'''

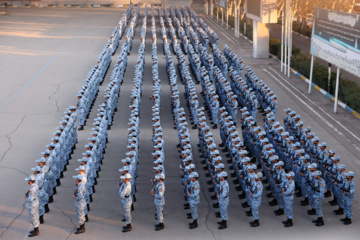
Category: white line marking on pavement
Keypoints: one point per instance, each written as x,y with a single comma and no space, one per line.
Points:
313,110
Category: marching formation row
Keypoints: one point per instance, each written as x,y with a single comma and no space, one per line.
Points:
290,157
50,167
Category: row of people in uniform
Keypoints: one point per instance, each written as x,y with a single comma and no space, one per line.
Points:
158,180
50,169
225,93
120,29
207,61
131,29
51,166
190,91
299,148
94,150
213,37
233,60
127,184
113,88
213,163
270,100
220,61
88,92
91,162
201,119
245,95
192,186
195,62
210,96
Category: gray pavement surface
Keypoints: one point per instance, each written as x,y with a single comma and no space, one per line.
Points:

'''

● EXERCISE DESCRIPTION
Please report all lines in the entries where "Category" appears.

● EXERCISE RESULT
Category: white line marking on pavement
Category: marching formation row
Category: row of people in uniform
Category: gray pavement surface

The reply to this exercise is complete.